何気なく始まった気心知れた同僚との雑談が、いつのまにか良い壁打ちに発展し、意図せずアイデアが磨かれたという経験はありませんか?

それもまた他者と共に考える実践だと思います。

オフィシャルな会議だけでなく、気兼ねなくフランクに話せる関係性や空間が身近にあることは、良いものづくりに大切な環境だと改めて感じます。

「他者と共に考えること」の理解に役立った書籍

勝手に「バイアス三部作」と呼んでいる本たち。
『観察力の鍛え方』佐渡島 庸平 (著)
『問いのデザイン: 創造的対話のファシリテーション』安斎 勇樹 (著)
『SHIFT:イノベーションの作法』濱口 秀司 (著)

自身のバイアスを自覚するには「観察力」。チームでバイアスに気づくためには「問う力」。新たなイノベーションのためには既存のバイアスを「壊す力」。そんな色々な力について学べる。
三冊に共通している大事な姿勢は「社会を構造的に捉えること」「今を疑い、問いを投げ続けること」そして「俯瞰してシンプルに図解すること」だと思った。
サービスデザインなど、コンセプト会議のファシリテーションを行う機会の多いデザイナーには「SHIFT:イノベーションの作法」は特にオススメ。明快かつ刺激的!

『ユーモアは最強の武器である』ジェニファー・アーカー (著), ナオミ・バグドナス (著)

他者と共に創造的に考える上で大事なスパイスとなる、ユーモアの存在。責任感高くファシリテーションやマネジメントをしている人にとってユーモアの効力を知ることは、場の雰囲気を良くするヒントになるだけでなく、自身を救うことにもなると思う。

「頭の中」で考える

次にどこで考えるか?です。
考える場所が二つ目のマネジメントポイントとなります。

頭の中で考えるメリットは、いつでもどこでも思考を重ねられることや、抽象概念も思うがまま、自由に思考できることです。

「頭の中」で考える方法と、その特徴

例えば連想着想という思考方法があります。
これは言葉やビジュアルを頭の中で自由に思い描き、考えを次々と変化させる方法です。

概念図や造形物など、視覚的な物事は手で描きながら考える人も多いと思います。
しかし難しいものを無理して描こうとすると、表現レベルが追いつかず、かえって思考の妨げになるケースも。
あえて頭の中だけで考えることで、言語・非言語を問わず複雑な物事を柔軟に行き来し、絶えず思考を変化させて、思考の「枠を変える」ことができます。

また、頭の中だけで考えているうちは、どんなことを考えても問題にはなりません。
人に言えないことや言葉にするのが恥ずかしいことも制限なく考えられますし、たとえ他者から反発を受けやすいアイデアでも、頭の中だけにあるうちは誰からも干渉されません。

*****

### 設定課題 A
「頭の中」で考えることについての原文抜粋で、概念図や造形物のような視覚的な物事でも、あえて頭の中だけで考えるとよいとされる理由を、本文に即して一〜三文で説明せよ。
### 設定課題 B
「頭の中」で考えることについての原文抜粋のうち、「考える場所が二つ目のマネジメントポイントとなります。」で始まり「て思考の妨げになるケースも。」まで続く部分を、「連想着想」を「自由連想」に差し替えて書き直せ。
### 設定課題 C
「頭の中」で考えることについての原文抜粋を、最後の文の後から書き継げ。

### 提供リスト
*****

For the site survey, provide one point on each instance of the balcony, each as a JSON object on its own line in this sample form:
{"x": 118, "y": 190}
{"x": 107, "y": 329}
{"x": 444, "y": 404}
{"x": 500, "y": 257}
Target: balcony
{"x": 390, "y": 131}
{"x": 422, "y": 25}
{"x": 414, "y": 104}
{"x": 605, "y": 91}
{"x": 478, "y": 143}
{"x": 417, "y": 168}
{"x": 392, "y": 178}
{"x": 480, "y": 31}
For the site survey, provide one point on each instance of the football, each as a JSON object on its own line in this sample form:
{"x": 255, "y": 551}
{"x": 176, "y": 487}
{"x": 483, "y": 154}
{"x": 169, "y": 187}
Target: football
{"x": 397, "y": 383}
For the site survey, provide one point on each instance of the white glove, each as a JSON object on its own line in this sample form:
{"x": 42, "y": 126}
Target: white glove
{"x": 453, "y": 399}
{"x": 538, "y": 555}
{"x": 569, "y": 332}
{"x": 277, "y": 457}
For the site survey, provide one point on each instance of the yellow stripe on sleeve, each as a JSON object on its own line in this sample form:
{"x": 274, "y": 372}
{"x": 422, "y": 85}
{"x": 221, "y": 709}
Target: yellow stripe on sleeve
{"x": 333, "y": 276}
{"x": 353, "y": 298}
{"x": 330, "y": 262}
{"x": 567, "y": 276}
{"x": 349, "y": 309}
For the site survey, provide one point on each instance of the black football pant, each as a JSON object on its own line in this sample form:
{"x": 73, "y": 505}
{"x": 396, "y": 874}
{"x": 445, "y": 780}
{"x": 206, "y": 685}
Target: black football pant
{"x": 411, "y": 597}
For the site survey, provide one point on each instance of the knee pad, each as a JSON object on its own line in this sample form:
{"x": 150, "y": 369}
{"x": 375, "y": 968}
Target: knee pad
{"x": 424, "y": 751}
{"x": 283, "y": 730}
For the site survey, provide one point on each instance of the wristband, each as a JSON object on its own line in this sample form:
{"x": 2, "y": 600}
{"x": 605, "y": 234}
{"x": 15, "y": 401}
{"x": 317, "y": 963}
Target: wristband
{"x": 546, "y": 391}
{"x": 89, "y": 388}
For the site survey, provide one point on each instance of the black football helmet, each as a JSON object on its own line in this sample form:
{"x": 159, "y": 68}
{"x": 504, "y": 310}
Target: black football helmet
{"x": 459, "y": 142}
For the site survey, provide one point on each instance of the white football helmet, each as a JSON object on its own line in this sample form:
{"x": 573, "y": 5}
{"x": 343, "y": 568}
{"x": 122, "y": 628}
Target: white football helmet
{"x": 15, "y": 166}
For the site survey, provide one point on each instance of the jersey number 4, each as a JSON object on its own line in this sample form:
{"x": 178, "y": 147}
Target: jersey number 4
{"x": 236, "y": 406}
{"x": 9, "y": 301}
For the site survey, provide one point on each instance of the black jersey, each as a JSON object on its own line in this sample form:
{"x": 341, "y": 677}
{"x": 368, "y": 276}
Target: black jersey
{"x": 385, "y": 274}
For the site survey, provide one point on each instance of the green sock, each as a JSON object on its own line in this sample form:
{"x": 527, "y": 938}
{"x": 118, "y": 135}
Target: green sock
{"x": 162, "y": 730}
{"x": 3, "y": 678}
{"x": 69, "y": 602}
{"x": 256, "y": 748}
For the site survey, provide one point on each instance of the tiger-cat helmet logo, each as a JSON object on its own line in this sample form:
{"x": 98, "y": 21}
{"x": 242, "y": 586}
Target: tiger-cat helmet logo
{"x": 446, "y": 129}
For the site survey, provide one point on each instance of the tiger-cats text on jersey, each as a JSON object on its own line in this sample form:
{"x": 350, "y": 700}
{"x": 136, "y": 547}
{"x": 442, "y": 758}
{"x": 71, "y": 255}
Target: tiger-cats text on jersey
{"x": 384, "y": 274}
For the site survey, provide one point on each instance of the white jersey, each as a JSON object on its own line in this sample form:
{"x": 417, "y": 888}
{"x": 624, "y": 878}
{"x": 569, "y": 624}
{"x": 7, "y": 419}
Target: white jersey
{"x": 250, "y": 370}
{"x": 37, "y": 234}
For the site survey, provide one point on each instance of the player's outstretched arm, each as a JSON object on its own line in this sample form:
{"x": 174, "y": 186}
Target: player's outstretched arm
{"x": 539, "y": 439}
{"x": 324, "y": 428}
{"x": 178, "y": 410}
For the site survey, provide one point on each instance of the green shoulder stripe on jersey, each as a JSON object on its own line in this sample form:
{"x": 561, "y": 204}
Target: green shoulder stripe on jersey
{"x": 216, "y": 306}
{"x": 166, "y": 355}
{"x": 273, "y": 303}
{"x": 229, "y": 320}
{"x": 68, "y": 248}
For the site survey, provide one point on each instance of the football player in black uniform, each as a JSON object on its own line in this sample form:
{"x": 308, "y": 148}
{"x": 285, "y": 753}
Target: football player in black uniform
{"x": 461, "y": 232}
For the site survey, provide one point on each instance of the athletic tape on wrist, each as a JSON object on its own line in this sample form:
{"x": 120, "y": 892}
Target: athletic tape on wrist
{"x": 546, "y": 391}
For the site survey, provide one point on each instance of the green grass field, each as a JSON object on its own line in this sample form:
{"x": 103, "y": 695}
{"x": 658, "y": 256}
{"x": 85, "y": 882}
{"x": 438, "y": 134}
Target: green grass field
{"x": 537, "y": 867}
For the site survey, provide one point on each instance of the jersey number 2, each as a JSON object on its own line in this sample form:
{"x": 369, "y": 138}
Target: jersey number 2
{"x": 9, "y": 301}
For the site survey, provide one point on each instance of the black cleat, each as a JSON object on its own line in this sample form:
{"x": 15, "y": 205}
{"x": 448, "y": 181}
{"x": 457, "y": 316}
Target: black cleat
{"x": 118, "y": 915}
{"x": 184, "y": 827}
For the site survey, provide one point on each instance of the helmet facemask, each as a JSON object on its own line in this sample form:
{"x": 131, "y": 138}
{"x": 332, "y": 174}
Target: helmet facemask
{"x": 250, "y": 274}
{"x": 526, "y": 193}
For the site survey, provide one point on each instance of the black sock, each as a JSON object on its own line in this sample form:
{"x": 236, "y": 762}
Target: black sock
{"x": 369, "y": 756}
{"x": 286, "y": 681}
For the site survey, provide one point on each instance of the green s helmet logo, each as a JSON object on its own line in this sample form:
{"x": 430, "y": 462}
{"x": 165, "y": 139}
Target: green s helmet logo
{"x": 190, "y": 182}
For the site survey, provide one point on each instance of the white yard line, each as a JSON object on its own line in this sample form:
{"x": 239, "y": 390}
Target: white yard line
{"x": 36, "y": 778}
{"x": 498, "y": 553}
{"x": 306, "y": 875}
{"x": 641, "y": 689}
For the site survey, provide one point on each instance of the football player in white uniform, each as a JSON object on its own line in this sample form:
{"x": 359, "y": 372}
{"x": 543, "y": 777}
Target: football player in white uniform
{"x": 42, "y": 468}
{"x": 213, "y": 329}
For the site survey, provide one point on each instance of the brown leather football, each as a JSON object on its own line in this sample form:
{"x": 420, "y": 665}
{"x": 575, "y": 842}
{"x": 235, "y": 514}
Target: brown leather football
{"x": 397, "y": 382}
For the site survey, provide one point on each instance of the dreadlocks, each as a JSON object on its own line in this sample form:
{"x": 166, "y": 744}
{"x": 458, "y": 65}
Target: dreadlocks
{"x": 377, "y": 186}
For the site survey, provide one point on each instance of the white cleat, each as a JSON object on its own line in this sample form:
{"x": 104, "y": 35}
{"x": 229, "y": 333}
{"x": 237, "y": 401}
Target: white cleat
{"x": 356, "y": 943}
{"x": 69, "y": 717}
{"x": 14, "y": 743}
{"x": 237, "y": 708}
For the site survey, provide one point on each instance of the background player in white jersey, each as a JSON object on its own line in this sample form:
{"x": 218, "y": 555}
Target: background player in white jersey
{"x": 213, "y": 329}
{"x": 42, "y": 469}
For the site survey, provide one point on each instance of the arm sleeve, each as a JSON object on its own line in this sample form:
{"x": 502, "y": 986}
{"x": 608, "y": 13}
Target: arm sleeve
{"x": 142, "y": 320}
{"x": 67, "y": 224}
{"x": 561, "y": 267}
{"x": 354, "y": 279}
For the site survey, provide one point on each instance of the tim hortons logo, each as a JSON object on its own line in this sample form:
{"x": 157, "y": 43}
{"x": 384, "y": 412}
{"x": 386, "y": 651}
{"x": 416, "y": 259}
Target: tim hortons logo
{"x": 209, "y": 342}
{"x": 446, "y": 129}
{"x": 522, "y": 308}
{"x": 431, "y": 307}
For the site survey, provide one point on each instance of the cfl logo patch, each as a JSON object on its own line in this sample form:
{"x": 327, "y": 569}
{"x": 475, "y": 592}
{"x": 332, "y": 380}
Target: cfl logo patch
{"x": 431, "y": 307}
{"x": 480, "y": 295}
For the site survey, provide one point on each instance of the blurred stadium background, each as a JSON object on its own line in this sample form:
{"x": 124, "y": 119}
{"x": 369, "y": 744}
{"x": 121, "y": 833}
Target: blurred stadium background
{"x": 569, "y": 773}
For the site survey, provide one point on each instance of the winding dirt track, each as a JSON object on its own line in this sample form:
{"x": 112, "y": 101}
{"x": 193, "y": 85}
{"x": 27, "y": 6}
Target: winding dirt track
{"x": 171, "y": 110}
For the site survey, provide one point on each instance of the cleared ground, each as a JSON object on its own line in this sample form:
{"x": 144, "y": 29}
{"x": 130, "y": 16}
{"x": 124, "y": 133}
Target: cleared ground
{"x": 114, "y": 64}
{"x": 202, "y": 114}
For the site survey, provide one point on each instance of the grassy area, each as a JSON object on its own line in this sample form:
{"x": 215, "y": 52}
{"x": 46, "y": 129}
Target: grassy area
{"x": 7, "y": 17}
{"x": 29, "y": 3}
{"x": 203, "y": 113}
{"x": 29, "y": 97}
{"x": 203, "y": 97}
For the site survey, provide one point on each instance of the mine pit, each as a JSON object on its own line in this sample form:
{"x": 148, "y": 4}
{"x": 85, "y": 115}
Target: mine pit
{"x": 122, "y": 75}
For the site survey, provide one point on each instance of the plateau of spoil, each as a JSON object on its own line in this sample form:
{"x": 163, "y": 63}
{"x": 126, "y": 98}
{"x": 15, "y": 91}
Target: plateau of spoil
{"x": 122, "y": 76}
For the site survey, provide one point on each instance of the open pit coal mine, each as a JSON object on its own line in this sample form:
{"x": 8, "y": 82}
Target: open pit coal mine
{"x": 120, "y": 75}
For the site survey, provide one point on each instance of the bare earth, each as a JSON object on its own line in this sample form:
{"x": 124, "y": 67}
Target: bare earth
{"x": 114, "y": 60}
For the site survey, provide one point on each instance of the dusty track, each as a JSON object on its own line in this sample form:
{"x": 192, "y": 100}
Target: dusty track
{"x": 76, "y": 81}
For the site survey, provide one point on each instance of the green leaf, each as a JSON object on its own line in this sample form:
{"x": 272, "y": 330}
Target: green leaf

*****

### 想定解答 A
難しいものを無理に描こうとすると表現レベルが追いつかず、かえって思考の妨げになることがあるからである。頭の中だけで考えれば、言語・非言語を問わず複雑な物事を柔軟に行き来し、絶えず思考を変化させて、思考の「枠を変える」ことができる。

### 想定解答 B
考える場所が二つ目のマネジメントポイントとなります。

頭の中で考えるメリットは、いつでもどこでも思考を重ねられることや、抽象概念も思うがまま、自由に思考できることです。

「頭の中」で考える方法と、その特徴

例えば自由連想という思考方法があります。
これは言葉やビジュアルを頭の中で自由に思い描き、考えを次々と変化させる方法です。

概念図や造形物など、視覚的な物事は手で描きながら考える人も多いと思います。
しかし難しいものを無理して描こうとすると、表現レベルが追いつかず、かえって思考の妨げになるケースも。

### 想定解答 C
新たな発想を得るための思考実験を繰り返し、頭の中だけで考え続けたからこそ生まれるタイプのアイデアというものがあります。

既存の枠に囚われたくない時は、あえて頭の中だけで考える時間を多くとることで、行き着く先があるかもしれません。

「頭の中」で考える時の注意点

一方で、頭の中だけで考え続けるには限界があります。

頭の中での思考は流れやすく、情報量が多い場合に、俯瞰的に把握したり整理したりするのは苦手です。

問題が複雑だと思考のループから抜け出せず、同じことを考え続けてしまいがち。
一生懸命に考えているつもりが、ただただ「悩んでいただけ…」となることも。

複雑な情報をうまく扱えずに困った時は、次に紹介する「頭の外」で考えるアプローチによって、一気に解決する可能性があります。

「頭の中で考えること」の理解に役立った書籍

私の頭の中を柔らかくしてくれた「リフレーミング三部作」。
『具体と抽象』細谷 功 (著)
『思考の枠を超える 自分の「思い込み」の外にある「アイデア」を見つける方法』篠原信 (著)
『行動経済学まんが ヘンテコノミクス』菅俊一 (著), 高橋秀明 (著), 佐藤雅彦 (著)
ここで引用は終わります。